» **Teks Dokumen**:
==================================================

Pantauan sukabumiupdate.com di Instagram, hingga Selasa (6/2/2024), postingan Instagram tentang Tegalbuleud perbatasan Indonesia-Australia sudah disukai lebih dari 808 pengguna dan mendapatkan 55 komentar.
Lantas, benarkah Tegalbuleud perbatasan Indonesia-Australia? Cek hasil penelusuran redaksi sukabumiupdate.com tentang fakta kebenarannya!
Hasil Cek Fakta Sukabumi: Tegalbuleud Perbatasan Indonesia-Australia
Sejarawan Sukabumi, Irman Firmansyah mengatakan kalimat "Tegalbuleud perbatasan Indonesia-Australia" sebenarnya merupakan guyonan masyarakat terkait peristiwa di Tegalbuleud.
Guyonan muncul karena perbatasan Indonesia dan Australia yang sebenarnya adalah lautan yang diputuskan melalui perjanjian perbatasan maritim tanggal 16 Maret 1997. Diantaranya meliputi Zona Ekonomi Eksklusif (ZEE) dan batas landas kontinen Indonesia-Australia dari perairan selatan Pulau Jawa, termasuk perbatasan maritim di Pulau Ashmore dan Pulau Christmas.
Baca Juga: Pengunjung Kecewa Termakan Hoax Diskon, Ini Kata HRD Toserba Tiara Sukabumi
Menurut Irman yang juga sebagai Ketua Yayasan Dapuran Kipahare, wilayah kecamatan Tegalbuleud Sukabumi sendiri batas wilayah selatannya secara resmi adalah Samudera Indonesia.
Guyonan sendiri muncul karena Tegalbuleud Sukabumi adalah salah satu Pelabuhan yang digunakan oleh para pencari suaka untuk menyebrang ke Australia karena cukup dekat terutama ke pulau Christmas.

==================================================

» **Data Mentah**:
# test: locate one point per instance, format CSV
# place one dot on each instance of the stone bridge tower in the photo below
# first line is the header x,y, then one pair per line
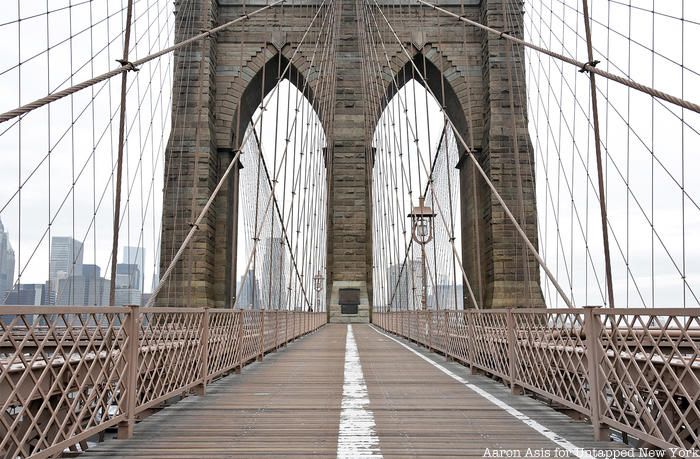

==================================================

» **Tugas Latihan**: Ringkas teks tentang Tegalbuleud dalam dua kalimat.

» **Jawaban Tugas**: Menurut sejarawan Sukabumi Irman Firmansyah, kalimat "Tegalbuleud perbatasan Indonesia-Australia" sebenarnya guyonan masyarakat, sebab perbatasan kedua negara yang sebenarnya adalah lautan yang ditetapkan lewat perjanjian perbatasan maritim tanggal 16 Maret 1997, sedangkan batas selatan resmi Kecamatan Tegalbuleud adalah Samudera Indonesia. Guyonan itu juga muncul karena Tegalbuleud merupakan salah satu pelabuhan yang dipakai para pencari suaka untuk menyeberang ke Australia, karena letaknya cukup dekat, terutama ke Pulau Christmas.